Travail à réaliser:
**1)** Recopiez à l’identique tout le passage de l’entretien allant de « Les mobilisations populaires » jusqu’à « dans certains médias ? ».
**2)** Indiquez si chacune des affirmations suivantes est conforme à l’entretien en répondant par oui ou par non, et citez mot pour mot les termes de l’entretien qui permettent de trancher. (a) Selon le sociologue, il existe de nombreux pays où des blogueurs protestent sans que rien ne se passe. (b) Le jeune homme tunisien occupait un emploi stable avant son arrestation. (c) D’après l’entretien, la presse crée les événements sociaux.

Document source:
Cyberrévolutions « L’élément déterminant, c’est l’existence d’un profond sentiment d’injustice sociale»

egypteplace.jpgPar Farhad Khosrokhavar, sociologue, directeur d’études à l’EHESS.

Entretien

Les mobilisations populaires dans 
les pays arabes ont-elles été déclenchées par les blogueurs et les usagers des réseaux sociaux, comme on peut le lire 
ou l’entendre dans certains médias ?

Farhad Khosrokhavar. Le mot « déclencher » est très ambigu. Il y a énormément de pays dans le monde où des blogueurs protestent et où rien ne se passe. Donc, dire que la cause serait dans les nouvelles technologies de la communication, c’est aller un peu vite en besogne. Pour que de tels mouvements se déclenchent, il faut d’abord qu’il y ait des problèmes sociaux et que les acteurs sociaux aient le sentiment que le régime ne répond pas de manière satisfaisante à leurs revendications. En Tunisie, par exemple, tout a commencé avec l’histoire de ce jeune homme, diplômé de l’université, qui ne trouvait pas de travail et s’adonnait à de la vente ambulante pour vivre. Arrêté par la police, sa marchandise confisquée, il s’est immolé par le feu, en guise de protestation. C’est cet événement à forte charge symbolique qui est à l’origine des événements en Tunisie. Que l’influence des blogueurs, surtout de Facebook, pour ce qui est de l’Égypte ou 
de la Libye, soit essentielle, personne ne le 
nie. Mais ce ne sont pas les instruments de communication qui créent l’événement. À une époque, on disait que la presse était à l’origine des mouvements sociaux de contestation. Or, la presse peut amplifier, donner l’occasion de certains liens entre différents pans de la société civile. Mais ni la presse ni les nouveaux moyens de communication ne créent les événements sociaux. En Tunisie, il y avait des facteurs structurels : une grande disparité entre des régions côtières à l’économie plutôt florissante et les régions de l’intérieur ; l’apparition d’une nouvelle classe moyenne qui, mentalement, se reconnaît bien comme appartenant aux classes moyennes, mais qui, socialement, est plus proche de la classe ouvrière, subissant de plein fouet chômage et précarité. Donc, l’élément déterminant, c’est l’existence d’un profond sentiment d’injustice sociale.

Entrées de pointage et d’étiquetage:
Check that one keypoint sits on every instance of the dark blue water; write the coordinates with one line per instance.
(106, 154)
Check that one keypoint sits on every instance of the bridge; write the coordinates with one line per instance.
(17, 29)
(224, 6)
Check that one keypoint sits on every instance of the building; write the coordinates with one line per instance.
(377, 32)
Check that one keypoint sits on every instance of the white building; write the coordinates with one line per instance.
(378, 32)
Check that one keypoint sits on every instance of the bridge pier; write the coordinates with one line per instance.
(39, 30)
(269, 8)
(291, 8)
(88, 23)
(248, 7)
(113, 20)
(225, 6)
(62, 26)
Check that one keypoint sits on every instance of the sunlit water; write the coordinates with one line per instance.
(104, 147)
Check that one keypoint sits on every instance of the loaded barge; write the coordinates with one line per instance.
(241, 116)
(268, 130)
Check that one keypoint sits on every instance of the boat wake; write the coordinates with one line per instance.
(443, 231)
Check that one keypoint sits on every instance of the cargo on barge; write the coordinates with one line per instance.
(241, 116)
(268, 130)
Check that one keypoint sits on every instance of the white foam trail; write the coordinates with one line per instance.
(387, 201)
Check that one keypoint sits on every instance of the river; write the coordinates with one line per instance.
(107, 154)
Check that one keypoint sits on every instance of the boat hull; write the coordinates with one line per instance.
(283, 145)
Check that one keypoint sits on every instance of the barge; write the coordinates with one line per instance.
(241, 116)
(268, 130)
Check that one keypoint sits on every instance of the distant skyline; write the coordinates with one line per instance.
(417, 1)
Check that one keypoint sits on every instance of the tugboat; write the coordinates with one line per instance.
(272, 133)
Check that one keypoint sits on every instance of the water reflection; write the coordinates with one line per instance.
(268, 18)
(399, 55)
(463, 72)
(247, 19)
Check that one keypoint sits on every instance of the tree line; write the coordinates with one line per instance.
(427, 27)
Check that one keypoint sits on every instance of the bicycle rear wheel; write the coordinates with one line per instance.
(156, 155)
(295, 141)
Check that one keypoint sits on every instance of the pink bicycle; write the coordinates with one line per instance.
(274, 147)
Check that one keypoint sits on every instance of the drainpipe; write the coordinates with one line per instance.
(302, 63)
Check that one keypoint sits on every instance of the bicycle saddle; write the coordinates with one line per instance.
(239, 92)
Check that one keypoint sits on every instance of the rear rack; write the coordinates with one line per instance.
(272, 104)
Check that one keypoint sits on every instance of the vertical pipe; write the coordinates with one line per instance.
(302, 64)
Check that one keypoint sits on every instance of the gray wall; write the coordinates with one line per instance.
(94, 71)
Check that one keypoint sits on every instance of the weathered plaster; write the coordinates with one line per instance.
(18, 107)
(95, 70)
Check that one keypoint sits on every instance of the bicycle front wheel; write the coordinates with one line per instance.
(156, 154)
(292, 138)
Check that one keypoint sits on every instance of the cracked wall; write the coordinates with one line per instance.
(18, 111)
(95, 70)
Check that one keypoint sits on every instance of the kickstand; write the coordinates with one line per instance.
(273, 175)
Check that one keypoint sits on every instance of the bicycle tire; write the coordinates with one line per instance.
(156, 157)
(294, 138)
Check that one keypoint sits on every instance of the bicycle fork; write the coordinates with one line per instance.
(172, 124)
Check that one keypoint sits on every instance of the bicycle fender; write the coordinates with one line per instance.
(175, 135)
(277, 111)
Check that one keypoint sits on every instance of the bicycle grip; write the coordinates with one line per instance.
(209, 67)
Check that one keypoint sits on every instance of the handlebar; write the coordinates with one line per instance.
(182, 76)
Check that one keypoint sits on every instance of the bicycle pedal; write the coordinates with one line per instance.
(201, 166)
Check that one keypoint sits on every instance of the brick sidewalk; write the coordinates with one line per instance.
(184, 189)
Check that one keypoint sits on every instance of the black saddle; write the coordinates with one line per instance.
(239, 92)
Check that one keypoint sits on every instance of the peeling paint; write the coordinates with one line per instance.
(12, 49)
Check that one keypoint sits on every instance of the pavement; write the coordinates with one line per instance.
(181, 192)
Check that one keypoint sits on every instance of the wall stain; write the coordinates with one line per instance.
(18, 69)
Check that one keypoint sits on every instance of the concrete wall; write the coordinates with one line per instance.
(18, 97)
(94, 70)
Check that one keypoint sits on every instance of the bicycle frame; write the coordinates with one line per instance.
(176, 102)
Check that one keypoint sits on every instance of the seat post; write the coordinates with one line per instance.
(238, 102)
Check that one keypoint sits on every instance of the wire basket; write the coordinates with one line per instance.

Corrigé de l’exercice:
**1)**
Les mobilisations populaires dans 
les pays arabes ont-elles été déclenchées par les blogueurs et les usagers des réseaux sociaux, comme on peut le lire 
ou l’entendre dans certains médias ?

**2)**
(a) Oui : « Il y a énormément de pays dans le monde où des blogueurs protestent et où rien ne se passe. »
(b) Non : « qui ne trouvait pas de travail et s’adonnait à de la vente ambulante pour vivre »
(c) Non : « ni la presse ni les nouveaux moyens de communication ne créent les événements sociaux »